» **SOURCE DATA**:
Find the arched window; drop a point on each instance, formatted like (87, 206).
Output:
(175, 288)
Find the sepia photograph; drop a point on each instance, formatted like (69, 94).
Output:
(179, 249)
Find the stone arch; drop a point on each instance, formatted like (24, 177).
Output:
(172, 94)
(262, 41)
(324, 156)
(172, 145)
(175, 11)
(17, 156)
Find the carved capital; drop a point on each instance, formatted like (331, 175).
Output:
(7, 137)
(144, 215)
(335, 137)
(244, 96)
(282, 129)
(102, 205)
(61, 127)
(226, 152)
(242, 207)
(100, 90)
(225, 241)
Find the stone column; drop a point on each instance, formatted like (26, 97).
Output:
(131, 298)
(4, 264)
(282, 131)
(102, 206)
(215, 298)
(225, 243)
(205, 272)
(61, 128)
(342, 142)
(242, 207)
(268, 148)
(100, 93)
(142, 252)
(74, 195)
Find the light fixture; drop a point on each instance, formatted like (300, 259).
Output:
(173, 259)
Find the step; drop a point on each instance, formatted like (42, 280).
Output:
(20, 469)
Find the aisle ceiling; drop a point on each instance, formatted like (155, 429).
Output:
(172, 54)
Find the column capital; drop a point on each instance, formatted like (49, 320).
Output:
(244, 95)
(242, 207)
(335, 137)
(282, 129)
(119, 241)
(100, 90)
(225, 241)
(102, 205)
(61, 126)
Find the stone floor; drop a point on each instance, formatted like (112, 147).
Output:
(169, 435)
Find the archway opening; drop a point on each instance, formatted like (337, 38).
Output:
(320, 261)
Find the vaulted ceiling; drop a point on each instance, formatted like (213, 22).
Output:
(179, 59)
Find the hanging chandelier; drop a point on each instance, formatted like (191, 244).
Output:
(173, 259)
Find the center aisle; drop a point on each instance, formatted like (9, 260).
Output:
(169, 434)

» **PROBLEM**: Reproduce all lines from the records above that include the word "aisle".

» **OUTPUT OF THE TASK**:
Find the aisle ceiling; drop a point on each instance, formatted like (155, 429).
Find the center aisle; drop a point on each instance, formatted like (9, 260).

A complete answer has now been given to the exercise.